Reproduce the article on using AI to plan a move word for word, from its opening header through its last line.

## Source text
+===+

Projects

This is how to use AI to plan a move, part 1: the six weeks before

The first Project on this site: a real move, run with AI from "we got the place" to the truck pulling away. Part 1 is the six weeks of before.

This is how to use AI to plan a move. This one’s different from everything else on the site so far: not a moment, a project. A move takes six weeks of decisions, and this is the playbook for running all of them with the same AI conversation, start to finish.

Projects work differently than moments: one ongoing chat, revisited every few days, that accumulates your situation until the AI functions like a project manager who never forgets anything. This post is part 1: everything before moving week. Part 2 is the week itself.

This is how to use AI to plan a move, part 1: the six weeks before (animated demo)

Day one: set up the project chat

Open a fresh conversation, name it after the move, and front-load everything:

The project kickoff:

This chat is my moving project. The situation: we close on the new place August 28 and must be out of our rental September 1. Two adults, kids ages 6 and 9, one anxious dog, 1,400 miles, budget around $6,000 all-in. I have not moved in eleven years and I don’t know what I don’t know.

First: ask me whatever you need to build the master plan. Then give me the plan as weeks, with the decisions that have deadlines flagged, because I know some choices expire before others.

Swap the details for your own situation. The structure is the part that matters.

The questions it asks are the value: whether the buyer’s dates can slip, whether work is paying for anything, whether the kids change schools mid-year, what the dog does on a 1,400-mile drive. Each answer becomes permanent context. By the end of the first session you have a week-by-week master plan built around YOUR constraints, and, more useful, a list of the decisions that expire first (movers book out weeks ahead in summer; school registration has windows; the vet appointment for travel paperwork is not a day-of errand).

The recurring rhythm

Twice a week, ten minutes, same chat:

  1. "Here’s what got done since last time. What slipped, what does it push, and what are the next three actions?"

+===+

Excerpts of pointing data

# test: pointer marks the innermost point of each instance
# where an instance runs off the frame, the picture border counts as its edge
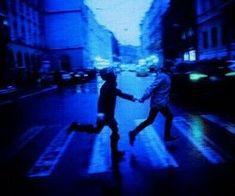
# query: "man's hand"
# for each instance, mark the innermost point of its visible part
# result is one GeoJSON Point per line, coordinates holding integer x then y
{"type": "Point", "coordinates": [135, 99]}
{"type": "Point", "coordinates": [141, 100]}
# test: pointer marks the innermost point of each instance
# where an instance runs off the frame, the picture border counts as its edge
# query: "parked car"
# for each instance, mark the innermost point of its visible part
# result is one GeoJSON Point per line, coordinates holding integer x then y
{"type": "Point", "coordinates": [142, 71]}
{"type": "Point", "coordinates": [207, 77]}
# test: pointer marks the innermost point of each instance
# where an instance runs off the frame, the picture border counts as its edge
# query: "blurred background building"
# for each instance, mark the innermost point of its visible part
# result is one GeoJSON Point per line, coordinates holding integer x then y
{"type": "Point", "coordinates": [49, 35]}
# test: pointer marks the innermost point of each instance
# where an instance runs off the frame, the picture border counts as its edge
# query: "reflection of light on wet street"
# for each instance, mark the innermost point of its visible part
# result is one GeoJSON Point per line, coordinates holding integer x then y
{"type": "Point", "coordinates": [155, 148]}
{"type": "Point", "coordinates": [197, 129]}
{"type": "Point", "coordinates": [193, 130]}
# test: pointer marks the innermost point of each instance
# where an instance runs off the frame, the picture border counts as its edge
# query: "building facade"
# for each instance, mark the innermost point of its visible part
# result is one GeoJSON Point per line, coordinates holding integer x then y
{"type": "Point", "coordinates": [49, 35]}
{"type": "Point", "coordinates": [151, 29]}
{"type": "Point", "coordinates": [179, 31]}
{"type": "Point", "coordinates": [216, 29]}
{"type": "Point", "coordinates": [26, 45]}
{"type": "Point", "coordinates": [129, 54]}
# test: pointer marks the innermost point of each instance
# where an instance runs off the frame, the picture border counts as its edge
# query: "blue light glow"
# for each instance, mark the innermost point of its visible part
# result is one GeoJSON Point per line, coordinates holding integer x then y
{"type": "Point", "coordinates": [194, 130]}
{"type": "Point", "coordinates": [155, 148]}
{"type": "Point", "coordinates": [197, 76]}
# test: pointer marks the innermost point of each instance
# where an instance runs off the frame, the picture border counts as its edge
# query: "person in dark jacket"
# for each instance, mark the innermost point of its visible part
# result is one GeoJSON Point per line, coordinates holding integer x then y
{"type": "Point", "coordinates": [106, 109]}
{"type": "Point", "coordinates": [158, 92]}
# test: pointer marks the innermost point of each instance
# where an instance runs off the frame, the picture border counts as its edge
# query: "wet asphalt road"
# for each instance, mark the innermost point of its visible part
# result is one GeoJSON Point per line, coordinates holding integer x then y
{"type": "Point", "coordinates": [38, 157]}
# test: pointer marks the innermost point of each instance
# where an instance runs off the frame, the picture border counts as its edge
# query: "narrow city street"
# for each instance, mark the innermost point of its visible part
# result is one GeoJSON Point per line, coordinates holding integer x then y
{"type": "Point", "coordinates": [40, 157]}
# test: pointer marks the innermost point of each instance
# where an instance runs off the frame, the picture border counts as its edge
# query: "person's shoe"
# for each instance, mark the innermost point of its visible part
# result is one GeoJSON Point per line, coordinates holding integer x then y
{"type": "Point", "coordinates": [119, 155]}
{"type": "Point", "coordinates": [170, 138]}
{"type": "Point", "coordinates": [131, 138]}
{"type": "Point", "coordinates": [72, 127]}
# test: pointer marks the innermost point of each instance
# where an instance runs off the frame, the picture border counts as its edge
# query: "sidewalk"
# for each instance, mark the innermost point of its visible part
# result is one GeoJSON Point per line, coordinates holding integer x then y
{"type": "Point", "coordinates": [10, 94]}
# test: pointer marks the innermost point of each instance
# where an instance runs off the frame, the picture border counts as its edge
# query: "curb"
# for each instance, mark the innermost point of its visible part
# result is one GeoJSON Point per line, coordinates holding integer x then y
{"type": "Point", "coordinates": [28, 95]}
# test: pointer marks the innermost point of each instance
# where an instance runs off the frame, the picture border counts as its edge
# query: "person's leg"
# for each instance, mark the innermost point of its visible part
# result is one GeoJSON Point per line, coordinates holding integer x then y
{"type": "Point", "coordinates": [89, 128]}
{"type": "Point", "coordinates": [151, 117]}
{"type": "Point", "coordinates": [114, 138]}
{"type": "Point", "coordinates": [168, 123]}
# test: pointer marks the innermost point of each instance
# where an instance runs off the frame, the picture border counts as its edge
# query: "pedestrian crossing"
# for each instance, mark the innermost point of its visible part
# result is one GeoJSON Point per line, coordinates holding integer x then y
{"type": "Point", "coordinates": [194, 132]}
{"type": "Point", "coordinates": [149, 148]}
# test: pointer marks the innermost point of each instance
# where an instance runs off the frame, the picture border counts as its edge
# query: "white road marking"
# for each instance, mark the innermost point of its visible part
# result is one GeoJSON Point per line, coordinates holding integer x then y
{"type": "Point", "coordinates": [100, 159]}
{"type": "Point", "coordinates": [230, 127]}
{"type": "Point", "coordinates": [51, 156]}
{"type": "Point", "coordinates": [155, 148]}
{"type": "Point", "coordinates": [195, 134]}
{"type": "Point", "coordinates": [20, 143]}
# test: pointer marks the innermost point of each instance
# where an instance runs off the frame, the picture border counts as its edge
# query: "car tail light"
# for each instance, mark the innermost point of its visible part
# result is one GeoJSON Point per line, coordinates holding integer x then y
{"type": "Point", "coordinates": [197, 76]}
{"type": "Point", "coordinates": [230, 73]}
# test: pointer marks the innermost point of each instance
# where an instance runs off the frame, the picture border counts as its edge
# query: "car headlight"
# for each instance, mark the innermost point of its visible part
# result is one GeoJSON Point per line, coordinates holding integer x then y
{"type": "Point", "coordinates": [230, 73]}
{"type": "Point", "coordinates": [197, 76]}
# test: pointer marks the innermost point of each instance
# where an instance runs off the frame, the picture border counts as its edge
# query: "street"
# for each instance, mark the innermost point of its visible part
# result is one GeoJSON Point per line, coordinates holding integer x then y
{"type": "Point", "coordinates": [39, 156]}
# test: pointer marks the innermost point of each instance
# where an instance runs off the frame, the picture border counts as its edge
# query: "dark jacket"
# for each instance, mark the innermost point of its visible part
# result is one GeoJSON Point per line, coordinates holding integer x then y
{"type": "Point", "coordinates": [107, 98]}
{"type": "Point", "coordinates": [159, 91]}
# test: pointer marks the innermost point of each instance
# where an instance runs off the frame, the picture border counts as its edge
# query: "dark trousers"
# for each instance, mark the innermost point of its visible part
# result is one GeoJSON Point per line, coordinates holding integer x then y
{"type": "Point", "coordinates": [151, 117]}
{"type": "Point", "coordinates": [112, 124]}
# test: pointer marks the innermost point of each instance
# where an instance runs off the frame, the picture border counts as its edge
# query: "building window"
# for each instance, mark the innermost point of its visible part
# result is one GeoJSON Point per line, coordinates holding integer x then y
{"type": "Point", "coordinates": [224, 34]}
{"type": "Point", "coordinates": [214, 36]}
{"type": "Point", "coordinates": [19, 59]}
{"type": "Point", "coordinates": [205, 39]}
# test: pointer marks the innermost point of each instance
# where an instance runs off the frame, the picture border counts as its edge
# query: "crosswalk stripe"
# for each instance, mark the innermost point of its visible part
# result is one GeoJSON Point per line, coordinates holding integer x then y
{"type": "Point", "coordinates": [196, 136]}
{"type": "Point", "coordinates": [155, 148]}
{"type": "Point", "coordinates": [230, 127]}
{"type": "Point", "coordinates": [51, 156]}
{"type": "Point", "coordinates": [20, 143]}
{"type": "Point", "coordinates": [100, 158]}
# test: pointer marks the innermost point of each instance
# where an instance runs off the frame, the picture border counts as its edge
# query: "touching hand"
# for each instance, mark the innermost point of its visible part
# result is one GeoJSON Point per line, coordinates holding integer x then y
{"type": "Point", "coordinates": [135, 99]}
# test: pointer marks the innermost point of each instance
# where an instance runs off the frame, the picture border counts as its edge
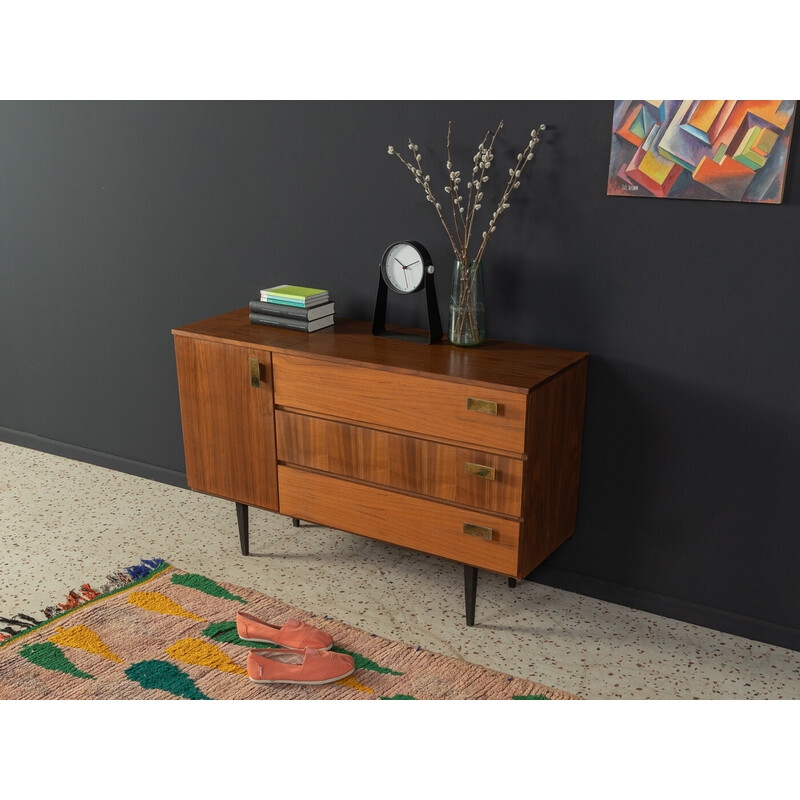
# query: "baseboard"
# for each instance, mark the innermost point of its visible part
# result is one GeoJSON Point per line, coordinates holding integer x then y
{"type": "Point", "coordinates": [127, 465]}
{"type": "Point", "coordinates": [671, 607]}
{"type": "Point", "coordinates": [664, 606]}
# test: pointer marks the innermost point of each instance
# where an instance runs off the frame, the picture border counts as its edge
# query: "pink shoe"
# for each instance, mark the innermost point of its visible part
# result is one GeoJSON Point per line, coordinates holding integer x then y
{"type": "Point", "coordinates": [293, 634]}
{"type": "Point", "coordinates": [308, 666]}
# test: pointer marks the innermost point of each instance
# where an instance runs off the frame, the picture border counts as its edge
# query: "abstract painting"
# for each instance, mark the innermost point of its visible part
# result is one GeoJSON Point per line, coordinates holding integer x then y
{"type": "Point", "coordinates": [701, 149]}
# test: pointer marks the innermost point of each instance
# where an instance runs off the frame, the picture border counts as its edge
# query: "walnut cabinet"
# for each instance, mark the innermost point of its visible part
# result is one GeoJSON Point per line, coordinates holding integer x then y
{"type": "Point", "coordinates": [471, 455]}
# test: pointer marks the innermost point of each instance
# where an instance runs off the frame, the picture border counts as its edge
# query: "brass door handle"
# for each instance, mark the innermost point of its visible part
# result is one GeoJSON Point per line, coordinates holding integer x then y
{"type": "Point", "coordinates": [477, 530]}
{"type": "Point", "coordinates": [479, 471]}
{"type": "Point", "coordinates": [255, 373]}
{"type": "Point", "coordinates": [482, 406]}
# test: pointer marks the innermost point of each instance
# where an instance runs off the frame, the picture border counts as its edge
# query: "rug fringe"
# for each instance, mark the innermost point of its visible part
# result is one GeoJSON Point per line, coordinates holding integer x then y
{"type": "Point", "coordinates": [21, 622]}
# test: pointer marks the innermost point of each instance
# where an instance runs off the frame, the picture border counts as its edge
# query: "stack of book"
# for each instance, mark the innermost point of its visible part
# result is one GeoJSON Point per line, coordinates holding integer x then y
{"type": "Point", "coordinates": [295, 307]}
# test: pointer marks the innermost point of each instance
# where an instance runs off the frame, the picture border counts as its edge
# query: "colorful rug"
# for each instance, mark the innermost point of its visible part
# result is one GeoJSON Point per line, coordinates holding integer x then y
{"type": "Point", "coordinates": [156, 632]}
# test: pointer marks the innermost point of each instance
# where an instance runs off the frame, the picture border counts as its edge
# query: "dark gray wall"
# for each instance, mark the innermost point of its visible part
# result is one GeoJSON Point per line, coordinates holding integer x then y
{"type": "Point", "coordinates": [119, 221]}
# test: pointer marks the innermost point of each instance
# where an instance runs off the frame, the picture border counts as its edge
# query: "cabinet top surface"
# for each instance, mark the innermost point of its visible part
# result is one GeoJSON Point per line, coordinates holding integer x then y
{"type": "Point", "coordinates": [507, 365]}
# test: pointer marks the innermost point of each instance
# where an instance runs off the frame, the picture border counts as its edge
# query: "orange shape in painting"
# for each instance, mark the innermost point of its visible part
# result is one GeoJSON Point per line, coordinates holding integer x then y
{"type": "Point", "coordinates": [728, 178]}
{"type": "Point", "coordinates": [625, 131]}
{"type": "Point", "coordinates": [706, 113]}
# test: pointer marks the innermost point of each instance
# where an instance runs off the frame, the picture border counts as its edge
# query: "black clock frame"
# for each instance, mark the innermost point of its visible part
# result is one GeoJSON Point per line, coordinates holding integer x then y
{"type": "Point", "coordinates": [427, 283]}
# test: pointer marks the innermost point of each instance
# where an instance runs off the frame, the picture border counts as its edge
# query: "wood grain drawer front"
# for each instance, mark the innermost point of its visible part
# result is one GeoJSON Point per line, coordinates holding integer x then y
{"type": "Point", "coordinates": [423, 525]}
{"type": "Point", "coordinates": [490, 418]}
{"type": "Point", "coordinates": [463, 476]}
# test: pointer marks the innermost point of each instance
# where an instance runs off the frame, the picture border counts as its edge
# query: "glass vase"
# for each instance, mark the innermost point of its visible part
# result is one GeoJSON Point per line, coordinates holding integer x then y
{"type": "Point", "coordinates": [467, 320]}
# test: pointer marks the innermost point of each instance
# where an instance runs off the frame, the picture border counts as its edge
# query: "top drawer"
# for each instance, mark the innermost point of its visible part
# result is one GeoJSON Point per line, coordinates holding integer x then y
{"type": "Point", "coordinates": [491, 418]}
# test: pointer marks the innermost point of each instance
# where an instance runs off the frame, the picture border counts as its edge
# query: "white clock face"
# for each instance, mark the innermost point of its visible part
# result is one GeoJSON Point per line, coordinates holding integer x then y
{"type": "Point", "coordinates": [404, 268]}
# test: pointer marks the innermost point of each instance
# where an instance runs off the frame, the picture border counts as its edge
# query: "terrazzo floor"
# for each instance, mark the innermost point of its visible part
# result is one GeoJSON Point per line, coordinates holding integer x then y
{"type": "Point", "coordinates": [64, 523]}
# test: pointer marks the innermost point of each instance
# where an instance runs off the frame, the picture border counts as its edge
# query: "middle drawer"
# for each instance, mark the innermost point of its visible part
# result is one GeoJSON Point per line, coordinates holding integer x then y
{"type": "Point", "coordinates": [461, 475]}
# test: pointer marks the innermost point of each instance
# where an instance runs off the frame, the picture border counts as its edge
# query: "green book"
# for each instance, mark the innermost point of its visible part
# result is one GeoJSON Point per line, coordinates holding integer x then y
{"type": "Point", "coordinates": [295, 294]}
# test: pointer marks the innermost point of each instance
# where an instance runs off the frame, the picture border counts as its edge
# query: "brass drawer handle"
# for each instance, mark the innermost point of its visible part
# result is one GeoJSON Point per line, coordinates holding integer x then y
{"type": "Point", "coordinates": [255, 373]}
{"type": "Point", "coordinates": [479, 471]}
{"type": "Point", "coordinates": [483, 406]}
{"type": "Point", "coordinates": [477, 530]}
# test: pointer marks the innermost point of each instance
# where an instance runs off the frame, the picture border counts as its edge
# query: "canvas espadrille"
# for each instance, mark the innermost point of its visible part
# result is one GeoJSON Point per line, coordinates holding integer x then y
{"type": "Point", "coordinates": [309, 666]}
{"type": "Point", "coordinates": [293, 634]}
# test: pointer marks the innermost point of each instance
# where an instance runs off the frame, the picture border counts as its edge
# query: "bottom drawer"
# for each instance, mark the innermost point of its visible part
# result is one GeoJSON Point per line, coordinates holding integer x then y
{"type": "Point", "coordinates": [423, 525]}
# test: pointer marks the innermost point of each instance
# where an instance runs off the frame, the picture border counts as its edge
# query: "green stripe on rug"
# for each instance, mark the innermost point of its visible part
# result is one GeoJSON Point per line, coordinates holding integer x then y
{"type": "Point", "coordinates": [104, 596]}
{"type": "Point", "coordinates": [48, 656]}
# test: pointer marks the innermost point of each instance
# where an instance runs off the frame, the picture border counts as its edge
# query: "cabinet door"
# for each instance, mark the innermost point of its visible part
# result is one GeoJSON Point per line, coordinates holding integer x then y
{"type": "Point", "coordinates": [227, 413]}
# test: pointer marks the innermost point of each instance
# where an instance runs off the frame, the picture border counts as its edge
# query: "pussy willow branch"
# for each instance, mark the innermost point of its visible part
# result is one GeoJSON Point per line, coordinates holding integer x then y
{"type": "Point", "coordinates": [489, 155]}
{"type": "Point", "coordinates": [428, 194]}
{"type": "Point", "coordinates": [453, 193]}
{"type": "Point", "coordinates": [484, 156]}
{"type": "Point", "coordinates": [513, 183]}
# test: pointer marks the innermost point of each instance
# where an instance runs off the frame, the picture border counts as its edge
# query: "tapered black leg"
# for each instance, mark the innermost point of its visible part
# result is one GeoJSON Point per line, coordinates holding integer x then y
{"type": "Point", "coordinates": [244, 528]}
{"type": "Point", "coordinates": [470, 592]}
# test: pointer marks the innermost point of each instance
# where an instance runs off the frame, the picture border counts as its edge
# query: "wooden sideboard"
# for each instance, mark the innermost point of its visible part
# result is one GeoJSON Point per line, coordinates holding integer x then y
{"type": "Point", "coordinates": [469, 454]}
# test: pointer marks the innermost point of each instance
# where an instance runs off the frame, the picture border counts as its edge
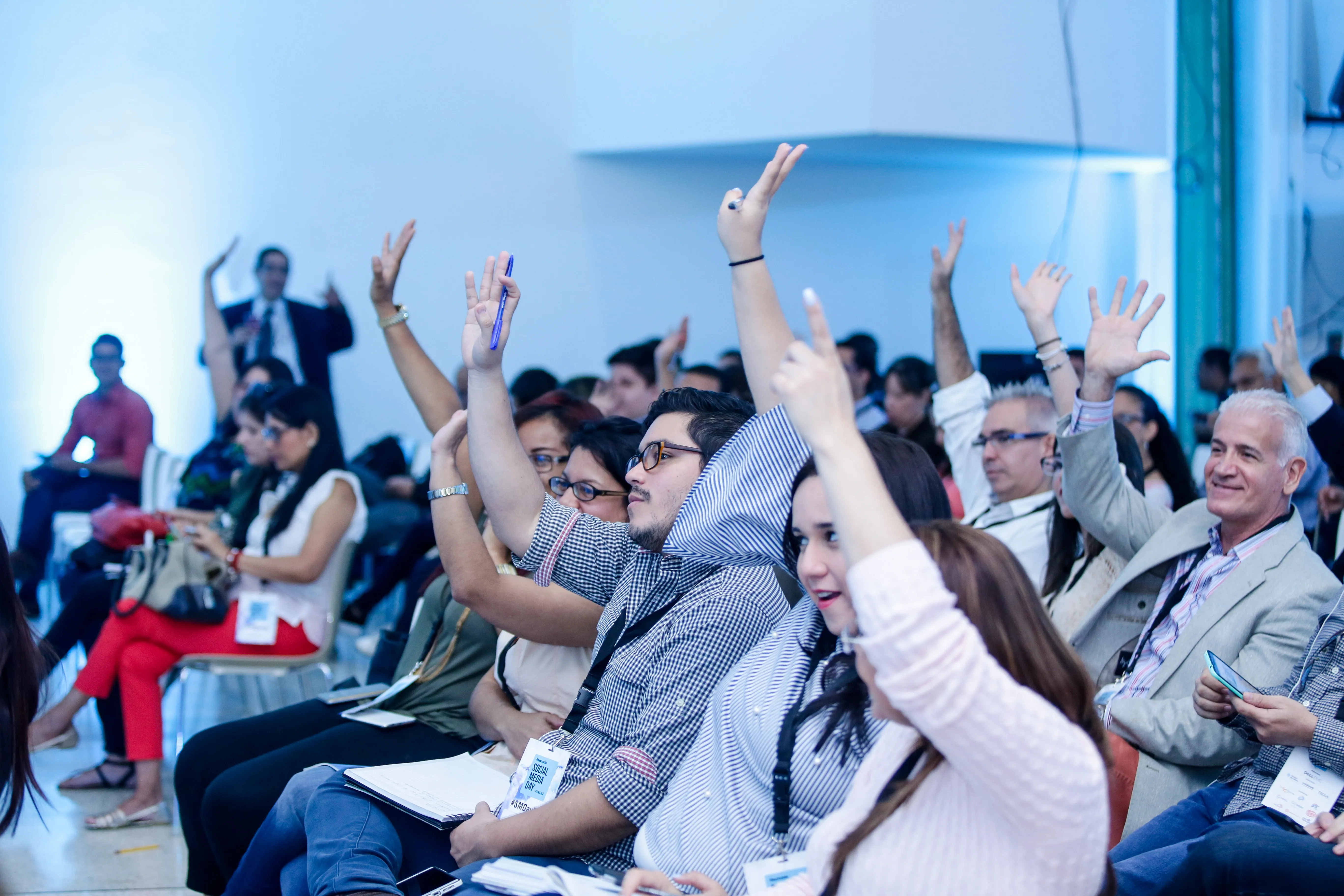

+===+

## The response
Projects

This is how to use AI to plan a move, part 1: the six weeks before

The first Project on this site: a real move, run with AI from "we got the place" to the truck pulling away. Part 1 is the six weeks of before.

This is how to use AI to plan a move. This one’s different from everything else on the site so far: not a moment, a project. A move takes six weeks of decisions, and this is the playbook for running all of them with the same AI conversation, start to finish.

Projects work differently than moments: one ongoing chat, revisited every few days, that accumulates your situation until the AI functions like a project manager who never forgets anything. This post is part 1: everything before moving week. Part 2 is the week itself.

This is how to use AI to plan a move, part 1: the six weeks before (animated demo)

Day one: set up the project chat

Open a fresh conversation, name it after the move, and front-load everything:

The project kickoff:

This chat is my moving project. The situation: we close on the new place August 28 and must be out of our rental September 1. Two adults, kids ages 6 and 9, one anxious dog, 1,400 miles, budget around $6,000 all-in. I have not moved in eleven years and I don’t know what I don’t know.

First: ask me whatever you need to build the master plan. Then give me the plan as weeks, with the decisions that have deadlines flagged, because I know some choices expire before others.

Swap the details for your own situation. The structure is the part that matters.

The questions it asks are the value: whether the buyer’s dates can slip, whether work is paying for anything, whether the kids change schools mid-year, what the dog does on a 1,400-mile drive. Each answer becomes permanent context. By the end of the first session you have a week-by-week master plan built around YOUR constraints, and, more useful, a list of the decisions that expire first (movers book out weeks ahead in summer; school registration has windows; the vet appointment for travel paperwork is not a day-of errand).

The recurring rhythm

Twice a week, ten minutes, same chat:

  1. "Here’s what got done since last time. What slipped, what does it push, and what are the next three actions?"